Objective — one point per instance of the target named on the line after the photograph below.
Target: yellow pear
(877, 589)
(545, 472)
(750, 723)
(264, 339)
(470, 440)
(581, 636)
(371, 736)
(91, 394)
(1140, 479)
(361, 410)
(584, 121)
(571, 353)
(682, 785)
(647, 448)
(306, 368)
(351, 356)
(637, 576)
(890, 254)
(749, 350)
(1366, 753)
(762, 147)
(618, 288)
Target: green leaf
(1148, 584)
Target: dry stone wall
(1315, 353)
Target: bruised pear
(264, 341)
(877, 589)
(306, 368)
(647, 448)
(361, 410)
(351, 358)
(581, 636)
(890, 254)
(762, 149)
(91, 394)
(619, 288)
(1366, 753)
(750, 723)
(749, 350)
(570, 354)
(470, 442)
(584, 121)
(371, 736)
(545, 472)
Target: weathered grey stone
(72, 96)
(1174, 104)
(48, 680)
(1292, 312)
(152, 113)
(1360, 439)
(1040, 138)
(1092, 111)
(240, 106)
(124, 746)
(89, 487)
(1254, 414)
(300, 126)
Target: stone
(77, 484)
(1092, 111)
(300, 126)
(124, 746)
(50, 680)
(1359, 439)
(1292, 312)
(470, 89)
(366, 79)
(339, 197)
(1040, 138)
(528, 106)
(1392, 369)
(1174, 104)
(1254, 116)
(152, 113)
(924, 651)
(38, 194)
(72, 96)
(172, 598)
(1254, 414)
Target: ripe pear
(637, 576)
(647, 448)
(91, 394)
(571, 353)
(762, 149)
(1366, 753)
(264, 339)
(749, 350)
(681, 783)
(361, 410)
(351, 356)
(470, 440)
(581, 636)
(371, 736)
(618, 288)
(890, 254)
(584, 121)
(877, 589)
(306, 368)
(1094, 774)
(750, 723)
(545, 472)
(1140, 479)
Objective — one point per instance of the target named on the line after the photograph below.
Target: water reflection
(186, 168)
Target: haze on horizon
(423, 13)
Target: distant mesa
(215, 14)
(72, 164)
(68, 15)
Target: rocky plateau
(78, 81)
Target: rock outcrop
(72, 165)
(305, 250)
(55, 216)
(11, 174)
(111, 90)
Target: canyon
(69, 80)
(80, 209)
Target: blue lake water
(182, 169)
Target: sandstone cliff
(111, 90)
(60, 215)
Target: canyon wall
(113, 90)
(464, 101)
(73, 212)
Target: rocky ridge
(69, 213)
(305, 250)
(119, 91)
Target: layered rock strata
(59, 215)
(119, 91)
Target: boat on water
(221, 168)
- - - - - - -
**YOUR TASK:** Copy everything from the line "Target: rock outcrop" down to the end of the records, and swap each "canyon" for "gorge", keeping everything else the same.

**RESULT FOR THIS TASK:**
Target: rock outcrop
(72, 165)
(305, 250)
(55, 216)
(11, 174)
(111, 90)
Target: gorge
(69, 80)
(80, 209)
Target: blue lake water
(182, 169)
Target: sandstone cliff
(111, 90)
(60, 215)
Target: gorge wall
(113, 90)
(464, 101)
(73, 212)
Target: rocky ridge
(69, 213)
(305, 250)
(119, 91)
Target: layered rock strata
(59, 215)
(119, 91)
Target: boat on water
(221, 168)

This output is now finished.